Task: Can the data below be set down again exactly, line for line?
·····
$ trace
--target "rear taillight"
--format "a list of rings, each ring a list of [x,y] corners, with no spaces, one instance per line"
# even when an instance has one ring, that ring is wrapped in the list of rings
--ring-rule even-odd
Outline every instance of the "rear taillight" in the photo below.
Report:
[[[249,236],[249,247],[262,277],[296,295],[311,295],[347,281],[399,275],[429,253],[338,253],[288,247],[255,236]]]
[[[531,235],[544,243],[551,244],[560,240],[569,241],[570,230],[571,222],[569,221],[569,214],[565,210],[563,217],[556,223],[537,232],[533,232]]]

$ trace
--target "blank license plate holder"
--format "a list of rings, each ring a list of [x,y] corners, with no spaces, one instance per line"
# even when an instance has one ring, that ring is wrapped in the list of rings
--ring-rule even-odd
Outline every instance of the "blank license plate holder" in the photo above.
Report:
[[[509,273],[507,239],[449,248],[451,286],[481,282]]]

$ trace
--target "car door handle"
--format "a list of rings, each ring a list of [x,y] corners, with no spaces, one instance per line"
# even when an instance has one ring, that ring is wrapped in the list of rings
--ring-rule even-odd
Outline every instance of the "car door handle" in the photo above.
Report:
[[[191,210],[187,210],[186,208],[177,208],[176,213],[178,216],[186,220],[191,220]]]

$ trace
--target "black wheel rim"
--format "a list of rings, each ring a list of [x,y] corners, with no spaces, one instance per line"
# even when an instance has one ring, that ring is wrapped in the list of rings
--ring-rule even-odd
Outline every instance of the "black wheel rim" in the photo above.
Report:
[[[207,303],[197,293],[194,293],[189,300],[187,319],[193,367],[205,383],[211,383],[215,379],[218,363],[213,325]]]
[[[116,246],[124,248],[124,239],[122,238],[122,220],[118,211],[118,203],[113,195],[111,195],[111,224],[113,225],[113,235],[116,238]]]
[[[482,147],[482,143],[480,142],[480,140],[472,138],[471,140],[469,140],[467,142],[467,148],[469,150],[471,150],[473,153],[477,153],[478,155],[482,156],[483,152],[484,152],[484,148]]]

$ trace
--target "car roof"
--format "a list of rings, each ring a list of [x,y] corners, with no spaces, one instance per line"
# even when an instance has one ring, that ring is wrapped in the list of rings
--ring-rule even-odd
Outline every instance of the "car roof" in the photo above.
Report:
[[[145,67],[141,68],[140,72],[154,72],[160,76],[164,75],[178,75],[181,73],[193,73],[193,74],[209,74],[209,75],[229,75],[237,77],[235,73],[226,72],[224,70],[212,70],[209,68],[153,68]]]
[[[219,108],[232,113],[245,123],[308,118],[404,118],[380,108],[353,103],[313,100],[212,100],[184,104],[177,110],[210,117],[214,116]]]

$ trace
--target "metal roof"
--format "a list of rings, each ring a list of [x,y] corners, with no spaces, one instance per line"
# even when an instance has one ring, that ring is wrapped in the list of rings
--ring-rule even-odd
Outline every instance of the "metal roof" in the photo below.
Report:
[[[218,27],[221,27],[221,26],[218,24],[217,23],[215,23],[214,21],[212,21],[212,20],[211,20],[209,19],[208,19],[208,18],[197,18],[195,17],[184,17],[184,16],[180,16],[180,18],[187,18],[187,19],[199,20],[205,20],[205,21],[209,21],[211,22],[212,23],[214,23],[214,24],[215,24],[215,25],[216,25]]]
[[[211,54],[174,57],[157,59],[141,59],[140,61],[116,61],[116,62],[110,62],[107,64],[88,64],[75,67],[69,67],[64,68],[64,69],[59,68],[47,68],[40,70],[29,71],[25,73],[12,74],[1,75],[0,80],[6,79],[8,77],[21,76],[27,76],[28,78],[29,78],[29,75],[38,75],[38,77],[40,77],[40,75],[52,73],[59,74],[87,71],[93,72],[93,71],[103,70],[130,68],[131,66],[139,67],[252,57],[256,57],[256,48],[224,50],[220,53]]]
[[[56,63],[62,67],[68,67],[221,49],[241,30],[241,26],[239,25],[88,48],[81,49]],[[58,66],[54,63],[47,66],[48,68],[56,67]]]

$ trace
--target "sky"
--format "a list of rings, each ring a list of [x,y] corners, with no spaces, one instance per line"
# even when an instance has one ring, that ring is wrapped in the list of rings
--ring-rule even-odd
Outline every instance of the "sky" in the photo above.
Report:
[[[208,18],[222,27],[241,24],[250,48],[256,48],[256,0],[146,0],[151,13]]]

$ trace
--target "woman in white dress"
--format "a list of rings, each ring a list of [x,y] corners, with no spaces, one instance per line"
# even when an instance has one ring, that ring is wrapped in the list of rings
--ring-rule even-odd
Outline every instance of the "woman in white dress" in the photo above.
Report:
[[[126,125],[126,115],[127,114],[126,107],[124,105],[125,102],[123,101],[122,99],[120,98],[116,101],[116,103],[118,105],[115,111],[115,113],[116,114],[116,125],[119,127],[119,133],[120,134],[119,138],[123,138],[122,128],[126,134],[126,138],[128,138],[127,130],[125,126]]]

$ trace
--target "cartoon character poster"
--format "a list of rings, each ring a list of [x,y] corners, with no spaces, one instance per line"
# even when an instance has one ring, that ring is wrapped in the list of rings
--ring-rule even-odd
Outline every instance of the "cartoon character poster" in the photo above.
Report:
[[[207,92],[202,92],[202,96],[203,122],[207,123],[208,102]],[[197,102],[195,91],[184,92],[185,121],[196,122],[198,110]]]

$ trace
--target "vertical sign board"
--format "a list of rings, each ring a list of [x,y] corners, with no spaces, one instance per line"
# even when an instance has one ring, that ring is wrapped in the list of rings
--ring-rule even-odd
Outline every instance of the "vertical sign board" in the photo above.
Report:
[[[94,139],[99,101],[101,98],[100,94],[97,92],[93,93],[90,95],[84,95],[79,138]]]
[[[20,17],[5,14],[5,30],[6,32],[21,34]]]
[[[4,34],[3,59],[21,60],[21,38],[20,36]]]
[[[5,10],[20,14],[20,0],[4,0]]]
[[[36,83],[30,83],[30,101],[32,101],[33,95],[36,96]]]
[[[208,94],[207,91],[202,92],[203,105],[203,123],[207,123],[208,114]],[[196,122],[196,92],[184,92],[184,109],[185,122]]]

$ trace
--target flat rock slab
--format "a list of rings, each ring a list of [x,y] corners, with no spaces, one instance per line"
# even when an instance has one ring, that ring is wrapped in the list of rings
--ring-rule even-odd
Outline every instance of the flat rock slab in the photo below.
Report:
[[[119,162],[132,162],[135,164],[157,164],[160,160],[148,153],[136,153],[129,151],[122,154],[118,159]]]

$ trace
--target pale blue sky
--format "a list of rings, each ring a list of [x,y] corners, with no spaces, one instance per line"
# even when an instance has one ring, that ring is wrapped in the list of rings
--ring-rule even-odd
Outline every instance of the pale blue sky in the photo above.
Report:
·····
Solution to the problem:
$ trace
--target "rear taillight"
--format "a list of rings, each ring a list of [x,y] corners, with no spaces, one instance per line"
# even when an instance has one ring, that ring is wrapped in the list of rings
--ring-rule even-odd
Outline every instance of the "rear taillight" in the photo below.
Report:
[[[249,236],[249,247],[262,277],[296,295],[311,295],[347,281],[399,275],[429,253],[338,253],[288,247],[255,236]]]
[[[531,235],[544,243],[551,244],[560,240],[569,241],[570,230],[571,222],[569,221],[569,214],[565,210],[563,217],[556,223],[537,232],[533,232]]]

$ trace
--target "blank license plate holder"
--format "a list of rings, each ring a list of [x,y] corners, with no spaces, one instance per line"
# even when an instance has one ring, that ring is wrapped in the list of rings
--ring-rule even-odd
Outline every instance of the "blank license plate holder" in the photo above.
Report:
[[[509,273],[507,239],[449,248],[451,286],[481,282]]]

$ trace
--target "car door handle"
--format "a list of rings, each ring a list of [x,y] corners, with no spaces, one instance per line"
# even when an instance has one ring, that ring is wrapped in the list of rings
--ring-rule even-odd
Outline every instance of the "car door handle" in the photo above.
Report:
[[[191,210],[187,210],[186,208],[177,208],[176,213],[178,216],[186,220],[191,220]]]

$ trace
--target "black wheel rim"
--format "a list of rings, each ring a list of [x,y] corners, with no spaces, one instance per line"
# even when an instance has one ring, that ring is wrapped in the list of rings
--ring-rule even-odd
Outline every instance of the "black wheel rim" in the photo above.
Report:
[[[207,303],[197,293],[194,293],[189,300],[187,319],[193,367],[205,383],[211,383],[215,379],[218,363],[213,325]]]
[[[116,246],[124,248],[124,239],[122,238],[122,220],[118,211],[118,203],[113,195],[111,195],[111,224],[113,225],[113,235],[116,238]]]
[[[482,147],[482,143],[480,142],[480,140],[472,138],[471,140],[469,140],[467,142],[467,148],[469,150],[471,150],[473,153],[477,153],[478,155],[482,156],[483,152],[484,152],[484,148]]]

$ trace
--target "car roof"
--format "a list of rings, each ring a list of [x,y] corners, with no spaces, one instance per line"
# even when an instance has one ring, that ring is wrapped in the list of rings
--ring-rule even-odd
Outline every instance of the "car roof" in the photo above.
Report:
[[[145,67],[141,68],[140,72],[154,72],[160,76],[164,75],[178,75],[181,73],[193,73],[193,74],[209,74],[209,75],[229,75],[237,77],[235,73],[226,72],[224,70],[212,70],[209,68],[153,68]]]
[[[219,108],[232,113],[245,123],[308,118],[404,118],[380,108],[353,103],[313,100],[212,100],[184,104],[177,110],[210,117],[214,116]]]

$ trace
--target "metal roof"
--format "a list of rings, each ring a list of [x,y] corners, with no spaces, one instance per line"
# even when an instance has one ring, that ring is wrapped in the list of rings
--ring-rule even-odd
Outline every instance of the "metal roof" in the photo below.
Report:
[[[218,27],[221,27],[221,26],[218,24],[217,23],[215,23],[214,21],[212,21],[212,20],[211,20],[209,19],[208,19],[208,18],[197,18],[195,17],[184,17],[184,16],[180,16],[180,18],[187,18],[187,19],[199,20],[205,20],[205,21],[209,21],[211,22],[212,23],[214,23],[214,24],[215,24],[215,25],[216,25]]]
[[[211,54],[174,57],[157,59],[141,59],[140,61],[116,61],[116,62],[110,62],[107,64],[88,64],[75,67],[69,67],[64,68],[64,69],[59,68],[47,68],[40,70],[29,71],[25,73],[12,74],[1,75],[0,80],[6,79],[8,77],[21,76],[27,76],[28,78],[29,78],[29,75],[38,75],[38,77],[40,77],[40,75],[52,73],[59,74],[87,71],[93,72],[93,71],[103,70],[130,68],[131,66],[139,67],[252,57],[256,57],[256,48],[224,50],[220,53]]]
[[[56,63],[62,67],[68,67],[221,49],[241,30],[241,26],[239,25],[88,48],[81,49]],[[58,66],[54,63],[47,66],[48,68],[56,67]]]

$ trace
--target "sky"
--format "a list of rings, each ring a list of [x,y] corners, with no spaces, one instance per line"
# even when an instance has one ring, that ring is wrapped in the list of rings
--ring-rule even-odd
Outline every instance of the "sky" in the photo above.
Report:
[[[208,18],[222,27],[241,24],[250,48],[256,48],[256,0],[146,0],[151,13]]]

$ trace
--target "woman in white dress"
--format "a list of rings, each ring a list of [x,y] corners, with no spaces, one instance per line"
# even when an instance has one ring, that ring is wrapped in the list of rings
--ring-rule even-odd
Outline every instance of the "woman in white dress" in the photo above.
Report:
[[[126,125],[126,115],[127,114],[126,107],[124,105],[125,102],[123,101],[122,99],[120,98],[116,101],[116,103],[118,105],[115,111],[115,113],[116,114],[116,125],[119,127],[119,133],[120,134],[119,138],[123,138],[122,128],[126,134],[126,138],[128,138],[127,130],[125,126]]]

$ trace
--target "cartoon character poster"
--format "a list of rings, each ring a list of [x,y] corners, with no spaces, one instance per line"
# even when an instance has one ring, that ring is wrapped in the list of rings
--ring-rule even-odd
Outline every instance of the "cartoon character poster" in the photo above.
Report:
[[[207,92],[202,92],[202,96],[203,122],[207,123],[208,102]],[[197,102],[195,91],[184,92],[185,121],[196,122],[198,110]]]

$ trace
--target "vertical sign board"
--format "a list of rings, each ring a list of [x,y] corners, with no spaces, one instance per line"
# even when an instance has one ring, that ring is wrapped in the list of rings
--ring-rule even-odd
Outline every instance of the "vertical sign board" in the photo above.
Report:
[[[94,139],[99,101],[101,98],[100,94],[97,92],[93,93],[90,95],[84,95],[79,138]]]
[[[20,17],[5,14],[5,30],[6,32],[21,34]]]
[[[4,34],[3,59],[21,60],[21,38],[20,36]]]
[[[5,10],[20,14],[20,0],[4,0]]]
[[[36,83],[30,83],[30,101],[32,101],[33,95],[36,96]]]
[[[208,94],[207,91],[202,92],[203,105],[203,123],[207,123],[208,114]],[[196,122],[196,92],[184,92],[184,109],[185,122]]]

$ trace
--target flat rock slab
--format "a list of rings, each ring a list of [x,y] corners, with no spaces, one instance per line"
# even when an instance has one ring, that ring is wrapped in the list of rings
--ring-rule even-odd
Outline every instance of the flat rock slab in the photo below.
Report:
[[[119,162],[132,162],[135,164],[157,164],[160,160],[148,153],[136,153],[129,151],[122,154],[118,159]]]

$ trace
--target pale blue sky
--format "a list of rings, each ring a list of [x,y] corners, with no spaces, one instance per line"
# even when an instance has one ring, that ring is wrapped in the list of rings
--ring-rule even-odd
Outline every instance of the pale blue sky in the photo above.
Report:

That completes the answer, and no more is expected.